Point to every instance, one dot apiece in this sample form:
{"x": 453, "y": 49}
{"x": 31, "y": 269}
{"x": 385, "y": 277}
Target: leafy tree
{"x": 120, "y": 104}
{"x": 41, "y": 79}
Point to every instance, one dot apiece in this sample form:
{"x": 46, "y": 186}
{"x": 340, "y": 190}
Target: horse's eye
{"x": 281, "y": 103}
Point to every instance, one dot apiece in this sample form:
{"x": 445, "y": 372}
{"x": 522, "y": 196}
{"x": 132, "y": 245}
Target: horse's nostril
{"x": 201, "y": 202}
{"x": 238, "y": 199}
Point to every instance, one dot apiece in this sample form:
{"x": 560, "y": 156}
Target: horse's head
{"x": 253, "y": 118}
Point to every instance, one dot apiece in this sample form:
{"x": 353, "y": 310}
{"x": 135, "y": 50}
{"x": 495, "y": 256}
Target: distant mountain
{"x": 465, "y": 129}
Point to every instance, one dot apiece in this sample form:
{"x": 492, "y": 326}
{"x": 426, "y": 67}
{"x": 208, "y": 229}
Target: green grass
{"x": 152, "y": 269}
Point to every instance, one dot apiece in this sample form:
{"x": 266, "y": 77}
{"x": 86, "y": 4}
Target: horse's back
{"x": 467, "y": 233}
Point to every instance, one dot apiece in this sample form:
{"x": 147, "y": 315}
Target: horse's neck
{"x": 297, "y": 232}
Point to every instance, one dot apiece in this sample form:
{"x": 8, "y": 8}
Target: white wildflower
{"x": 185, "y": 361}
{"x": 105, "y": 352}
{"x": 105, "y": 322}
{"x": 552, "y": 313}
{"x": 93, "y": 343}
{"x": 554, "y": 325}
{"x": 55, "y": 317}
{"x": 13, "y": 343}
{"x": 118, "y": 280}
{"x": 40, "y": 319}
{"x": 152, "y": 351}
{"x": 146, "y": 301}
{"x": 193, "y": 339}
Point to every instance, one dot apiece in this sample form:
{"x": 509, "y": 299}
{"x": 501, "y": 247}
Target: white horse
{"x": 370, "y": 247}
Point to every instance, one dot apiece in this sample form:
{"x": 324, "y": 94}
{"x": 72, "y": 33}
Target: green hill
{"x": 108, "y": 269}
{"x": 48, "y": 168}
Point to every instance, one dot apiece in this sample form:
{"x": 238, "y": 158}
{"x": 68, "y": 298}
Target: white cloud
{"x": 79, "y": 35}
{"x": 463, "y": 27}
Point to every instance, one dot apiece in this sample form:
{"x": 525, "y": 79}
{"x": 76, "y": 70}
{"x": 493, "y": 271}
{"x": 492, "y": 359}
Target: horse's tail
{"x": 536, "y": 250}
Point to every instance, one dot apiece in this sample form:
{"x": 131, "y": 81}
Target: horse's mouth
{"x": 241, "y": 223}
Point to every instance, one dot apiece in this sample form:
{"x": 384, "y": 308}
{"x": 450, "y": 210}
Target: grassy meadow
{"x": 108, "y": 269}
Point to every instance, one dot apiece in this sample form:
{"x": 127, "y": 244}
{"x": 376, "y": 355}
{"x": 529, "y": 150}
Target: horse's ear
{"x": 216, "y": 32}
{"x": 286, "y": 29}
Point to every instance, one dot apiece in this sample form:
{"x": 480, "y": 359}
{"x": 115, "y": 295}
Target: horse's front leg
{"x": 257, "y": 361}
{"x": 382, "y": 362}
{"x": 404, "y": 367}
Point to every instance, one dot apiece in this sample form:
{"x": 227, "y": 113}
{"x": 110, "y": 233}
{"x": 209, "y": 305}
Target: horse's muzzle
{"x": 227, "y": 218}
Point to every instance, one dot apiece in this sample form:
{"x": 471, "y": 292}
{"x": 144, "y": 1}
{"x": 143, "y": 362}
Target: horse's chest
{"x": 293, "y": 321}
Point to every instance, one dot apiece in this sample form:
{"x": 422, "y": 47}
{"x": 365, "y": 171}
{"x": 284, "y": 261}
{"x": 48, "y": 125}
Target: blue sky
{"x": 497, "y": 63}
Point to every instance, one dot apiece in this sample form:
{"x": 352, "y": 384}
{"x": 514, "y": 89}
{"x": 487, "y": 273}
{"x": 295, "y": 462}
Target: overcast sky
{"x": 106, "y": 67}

» **Exercise description**: Transcribe all of the records above without altering anything.

» **Response for this exercise**:
Point to every instance, one dot apiece in this sample form:
{"x": 453, "y": 49}
{"x": 31, "y": 269}
{"x": 385, "y": 277}
Target: leafy tree
{"x": 120, "y": 104}
{"x": 41, "y": 79}
Point to every instance, one dot apiece in this sample form:
{"x": 46, "y": 186}
{"x": 340, "y": 190}
Target: horse's eye
{"x": 281, "y": 103}
Point to every instance, one dot apiece in this sample form:
{"x": 445, "y": 372}
{"x": 522, "y": 196}
{"x": 132, "y": 245}
Target: horse's nostril
{"x": 201, "y": 202}
{"x": 238, "y": 199}
Point to every instance, one dot apiece in this sample form:
{"x": 560, "y": 156}
Target: horse's head
{"x": 253, "y": 118}
Point to every instance, one dot apiece in this sample form:
{"x": 353, "y": 310}
{"x": 135, "y": 50}
{"x": 495, "y": 256}
Target: distant mountain
{"x": 465, "y": 129}
Point to every instance, one dot apiece in this sample form:
{"x": 492, "y": 326}
{"x": 426, "y": 67}
{"x": 208, "y": 229}
Target: green grass
{"x": 152, "y": 269}
Point to every instance, one dot apiece in this sample form:
{"x": 266, "y": 77}
{"x": 86, "y": 4}
Target: horse's back
{"x": 467, "y": 233}
Point to every instance, one dot apiece in this sample form:
{"x": 147, "y": 315}
Target: horse's neck
{"x": 297, "y": 232}
Point to every instance, one dot apiece in this sample form:
{"x": 8, "y": 8}
Target: white wildflower
{"x": 185, "y": 361}
{"x": 105, "y": 352}
{"x": 105, "y": 322}
{"x": 552, "y": 313}
{"x": 93, "y": 343}
{"x": 554, "y": 325}
{"x": 55, "y": 317}
{"x": 13, "y": 343}
{"x": 118, "y": 280}
{"x": 40, "y": 319}
{"x": 152, "y": 351}
{"x": 146, "y": 301}
{"x": 193, "y": 339}
Point to every instance, one dot apiece in this sample form:
{"x": 509, "y": 299}
{"x": 501, "y": 247}
Target: white horse
{"x": 370, "y": 247}
Point to every instance, one dot apiece in this sample form:
{"x": 324, "y": 94}
{"x": 72, "y": 33}
Target: green hill
{"x": 108, "y": 269}
{"x": 48, "y": 168}
Point to every instance, one dot apiece in this sample form:
{"x": 238, "y": 158}
{"x": 68, "y": 298}
Target: white cloud
{"x": 79, "y": 35}
{"x": 463, "y": 27}
Point to every instance, one dot apiece in this sample form:
{"x": 525, "y": 79}
{"x": 76, "y": 70}
{"x": 493, "y": 271}
{"x": 492, "y": 359}
Target: horse's tail
{"x": 536, "y": 250}
Point to every instance, one dot apiece in this sample form:
{"x": 131, "y": 81}
Target: horse's mouth
{"x": 241, "y": 223}
Point to every instance, one dot apiece in this sample form:
{"x": 384, "y": 308}
{"x": 450, "y": 210}
Target: grassy meadow
{"x": 108, "y": 269}
Point to every instance, one dot apiece in this sample form:
{"x": 127, "y": 244}
{"x": 376, "y": 355}
{"x": 529, "y": 150}
Target: horse's ear
{"x": 216, "y": 32}
{"x": 286, "y": 29}
Point to every instance, one dot apiece in this sample form:
{"x": 480, "y": 359}
{"x": 115, "y": 295}
Target: horse's front leg
{"x": 257, "y": 361}
{"x": 382, "y": 362}
{"x": 404, "y": 367}
Point to every instance, one dot apiece in this sample form:
{"x": 227, "y": 113}
{"x": 110, "y": 233}
{"x": 209, "y": 305}
Target: horse's muzzle
{"x": 227, "y": 218}
Point to every instance, one dot apiece in this sample form:
{"x": 471, "y": 292}
{"x": 144, "y": 1}
{"x": 143, "y": 362}
Target: horse's chest
{"x": 293, "y": 321}
Point to every instance, one dot apiece in this sample form:
{"x": 422, "y": 47}
{"x": 365, "y": 171}
{"x": 284, "y": 261}
{"x": 48, "y": 125}
Target: blue sky
{"x": 497, "y": 63}
Point to every instance, one dot apiece in this sample form:
{"x": 352, "y": 384}
{"x": 514, "y": 89}
{"x": 487, "y": 273}
{"x": 295, "y": 462}
Target: overcast sky
{"x": 106, "y": 67}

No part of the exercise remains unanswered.